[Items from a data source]

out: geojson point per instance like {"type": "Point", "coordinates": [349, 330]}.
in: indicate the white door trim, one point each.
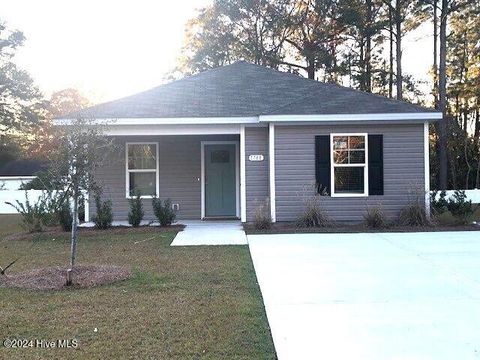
{"type": "Point", "coordinates": [271, 159]}
{"type": "Point", "coordinates": [426, 164]}
{"type": "Point", "coordinates": [237, 174]}
{"type": "Point", "coordinates": [243, 178]}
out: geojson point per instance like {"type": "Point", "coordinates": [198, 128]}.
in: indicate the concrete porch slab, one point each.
{"type": "Point", "coordinates": [211, 232]}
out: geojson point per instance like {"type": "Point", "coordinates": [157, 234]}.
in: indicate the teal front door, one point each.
{"type": "Point", "coordinates": [220, 180]}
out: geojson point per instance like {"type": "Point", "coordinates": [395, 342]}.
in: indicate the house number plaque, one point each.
{"type": "Point", "coordinates": [255, 157]}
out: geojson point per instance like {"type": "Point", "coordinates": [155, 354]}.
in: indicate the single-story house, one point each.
{"type": "Point", "coordinates": [220, 142]}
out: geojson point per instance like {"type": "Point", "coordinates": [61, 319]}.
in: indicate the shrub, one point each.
{"type": "Point", "coordinates": [438, 202]}
{"type": "Point", "coordinates": [261, 216]}
{"type": "Point", "coordinates": [163, 211]}
{"type": "Point", "coordinates": [313, 214]}
{"type": "Point", "coordinates": [135, 216]}
{"type": "Point", "coordinates": [65, 217]}
{"type": "Point", "coordinates": [104, 217]}
{"type": "Point", "coordinates": [460, 207]}
{"type": "Point", "coordinates": [374, 218]}
{"type": "Point", "coordinates": [414, 215]}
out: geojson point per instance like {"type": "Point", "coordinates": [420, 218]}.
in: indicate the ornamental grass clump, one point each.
{"type": "Point", "coordinates": [261, 216]}
{"type": "Point", "coordinates": [163, 211]}
{"type": "Point", "coordinates": [313, 214]}
{"type": "Point", "coordinates": [135, 216]}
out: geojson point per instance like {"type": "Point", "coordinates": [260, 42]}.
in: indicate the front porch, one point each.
{"type": "Point", "coordinates": [200, 174]}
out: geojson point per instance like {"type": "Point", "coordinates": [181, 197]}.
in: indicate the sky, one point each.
{"type": "Point", "coordinates": [108, 49]}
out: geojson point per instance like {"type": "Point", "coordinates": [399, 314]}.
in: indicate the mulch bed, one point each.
{"type": "Point", "coordinates": [53, 278]}
{"type": "Point", "coordinates": [87, 232]}
{"type": "Point", "coordinates": [289, 228]}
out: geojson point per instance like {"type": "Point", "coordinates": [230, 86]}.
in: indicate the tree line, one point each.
{"type": "Point", "coordinates": [358, 43]}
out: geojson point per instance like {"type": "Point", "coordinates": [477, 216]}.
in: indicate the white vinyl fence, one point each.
{"type": "Point", "coordinates": [12, 196]}
{"type": "Point", "coordinates": [473, 195]}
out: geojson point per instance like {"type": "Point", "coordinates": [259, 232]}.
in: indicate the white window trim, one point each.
{"type": "Point", "coordinates": [128, 171]}
{"type": "Point", "coordinates": [202, 176]}
{"type": "Point", "coordinates": [333, 166]}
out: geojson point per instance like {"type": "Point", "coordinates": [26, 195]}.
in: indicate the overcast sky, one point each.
{"type": "Point", "coordinates": [111, 48]}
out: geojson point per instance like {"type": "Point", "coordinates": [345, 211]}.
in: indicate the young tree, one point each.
{"type": "Point", "coordinates": [448, 7]}
{"type": "Point", "coordinates": [404, 18]}
{"type": "Point", "coordinates": [81, 150]}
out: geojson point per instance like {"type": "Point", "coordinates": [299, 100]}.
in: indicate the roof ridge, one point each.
{"type": "Point", "coordinates": [186, 78]}
{"type": "Point", "coordinates": [384, 98]}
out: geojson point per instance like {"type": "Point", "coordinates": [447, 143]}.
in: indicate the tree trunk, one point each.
{"type": "Point", "coordinates": [73, 245]}
{"type": "Point", "coordinates": [435, 54]}
{"type": "Point", "coordinates": [390, 72]}
{"type": "Point", "coordinates": [443, 97]}
{"type": "Point", "coordinates": [398, 30]}
{"type": "Point", "coordinates": [311, 69]}
{"type": "Point", "coordinates": [368, 48]}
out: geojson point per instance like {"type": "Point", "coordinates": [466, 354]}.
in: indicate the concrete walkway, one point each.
{"type": "Point", "coordinates": [371, 296]}
{"type": "Point", "coordinates": [210, 232]}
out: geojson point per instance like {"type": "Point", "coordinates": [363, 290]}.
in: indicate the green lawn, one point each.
{"type": "Point", "coordinates": [186, 303]}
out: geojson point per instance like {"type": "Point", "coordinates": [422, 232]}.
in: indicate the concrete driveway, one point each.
{"type": "Point", "coordinates": [371, 296]}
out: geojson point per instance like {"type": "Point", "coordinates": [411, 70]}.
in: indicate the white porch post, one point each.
{"type": "Point", "coordinates": [243, 182]}
{"type": "Point", "coordinates": [426, 148]}
{"type": "Point", "coordinates": [271, 163]}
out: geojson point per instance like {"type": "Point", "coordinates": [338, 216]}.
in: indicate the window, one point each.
{"type": "Point", "coordinates": [142, 169]}
{"type": "Point", "coordinates": [349, 170]}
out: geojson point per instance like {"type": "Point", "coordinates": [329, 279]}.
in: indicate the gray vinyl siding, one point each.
{"type": "Point", "coordinates": [179, 174]}
{"type": "Point", "coordinates": [256, 172]}
{"type": "Point", "coordinates": [295, 169]}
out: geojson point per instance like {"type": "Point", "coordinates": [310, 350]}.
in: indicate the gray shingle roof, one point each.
{"type": "Point", "coordinates": [243, 89]}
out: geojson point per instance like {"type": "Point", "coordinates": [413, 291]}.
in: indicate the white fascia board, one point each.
{"type": "Point", "coordinates": [141, 130]}
{"type": "Point", "coordinates": [352, 117]}
{"type": "Point", "coordinates": [165, 121]}
{"type": "Point", "coordinates": [17, 177]}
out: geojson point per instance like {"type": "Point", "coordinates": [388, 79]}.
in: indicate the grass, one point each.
{"type": "Point", "coordinates": [187, 302]}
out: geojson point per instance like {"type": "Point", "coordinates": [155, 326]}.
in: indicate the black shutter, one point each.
{"type": "Point", "coordinates": [322, 163]}
{"type": "Point", "coordinates": [375, 164]}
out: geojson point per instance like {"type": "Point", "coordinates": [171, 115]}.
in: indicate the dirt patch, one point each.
{"type": "Point", "coordinates": [87, 232]}
{"type": "Point", "coordinates": [53, 278]}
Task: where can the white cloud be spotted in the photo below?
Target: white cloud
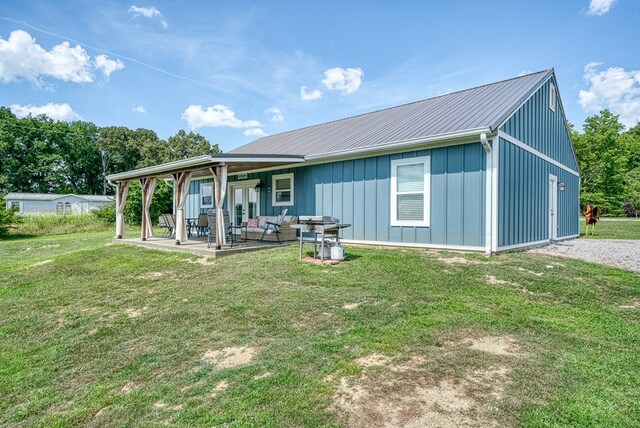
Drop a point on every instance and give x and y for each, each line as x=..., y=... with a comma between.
x=22, y=58
x=54, y=111
x=148, y=12
x=615, y=89
x=346, y=81
x=252, y=132
x=600, y=7
x=217, y=116
x=308, y=96
x=106, y=65
x=277, y=114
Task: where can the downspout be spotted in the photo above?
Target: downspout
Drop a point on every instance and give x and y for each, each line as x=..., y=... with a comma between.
x=489, y=195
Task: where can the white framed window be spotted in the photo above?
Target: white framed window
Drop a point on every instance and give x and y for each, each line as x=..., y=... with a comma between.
x=282, y=190
x=411, y=191
x=16, y=205
x=206, y=195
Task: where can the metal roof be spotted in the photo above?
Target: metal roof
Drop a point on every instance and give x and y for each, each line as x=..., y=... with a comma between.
x=199, y=165
x=481, y=107
x=54, y=196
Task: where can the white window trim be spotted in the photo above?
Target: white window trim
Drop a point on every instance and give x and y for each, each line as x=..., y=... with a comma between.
x=19, y=206
x=202, y=185
x=273, y=190
x=426, y=160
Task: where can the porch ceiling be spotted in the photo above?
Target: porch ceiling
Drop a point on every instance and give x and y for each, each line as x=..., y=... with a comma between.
x=199, y=166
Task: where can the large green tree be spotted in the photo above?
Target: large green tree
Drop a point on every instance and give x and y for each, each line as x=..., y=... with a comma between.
x=609, y=162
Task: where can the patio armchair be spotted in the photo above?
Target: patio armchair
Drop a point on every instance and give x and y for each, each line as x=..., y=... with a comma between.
x=169, y=225
x=274, y=227
x=211, y=225
x=202, y=225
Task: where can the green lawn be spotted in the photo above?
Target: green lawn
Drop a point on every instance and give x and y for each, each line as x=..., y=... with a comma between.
x=613, y=228
x=95, y=334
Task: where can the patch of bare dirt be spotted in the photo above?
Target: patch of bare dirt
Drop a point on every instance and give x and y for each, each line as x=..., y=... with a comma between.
x=408, y=394
x=204, y=261
x=44, y=262
x=220, y=386
x=494, y=281
x=497, y=345
x=457, y=261
x=151, y=275
x=530, y=272
x=634, y=305
x=163, y=405
x=230, y=357
x=350, y=306
x=135, y=313
x=129, y=386
x=317, y=261
x=263, y=375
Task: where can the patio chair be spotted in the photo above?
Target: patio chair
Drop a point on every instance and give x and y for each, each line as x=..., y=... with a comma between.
x=270, y=227
x=169, y=225
x=211, y=225
x=202, y=225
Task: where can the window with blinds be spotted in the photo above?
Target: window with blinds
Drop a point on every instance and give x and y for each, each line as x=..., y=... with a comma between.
x=282, y=190
x=410, y=182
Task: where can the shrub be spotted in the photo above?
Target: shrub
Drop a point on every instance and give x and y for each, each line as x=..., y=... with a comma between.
x=629, y=210
x=106, y=215
x=8, y=219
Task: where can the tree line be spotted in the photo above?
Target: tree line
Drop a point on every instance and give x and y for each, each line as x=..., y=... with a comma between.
x=42, y=155
x=609, y=161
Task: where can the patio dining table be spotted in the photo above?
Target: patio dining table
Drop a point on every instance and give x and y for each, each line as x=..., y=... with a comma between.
x=332, y=229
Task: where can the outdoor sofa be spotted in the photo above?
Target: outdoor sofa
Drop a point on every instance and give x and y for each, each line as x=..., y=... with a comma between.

## Exercise description:
Only the number is wanted. Count the lines above that include the word "table".

## Exercise response:
2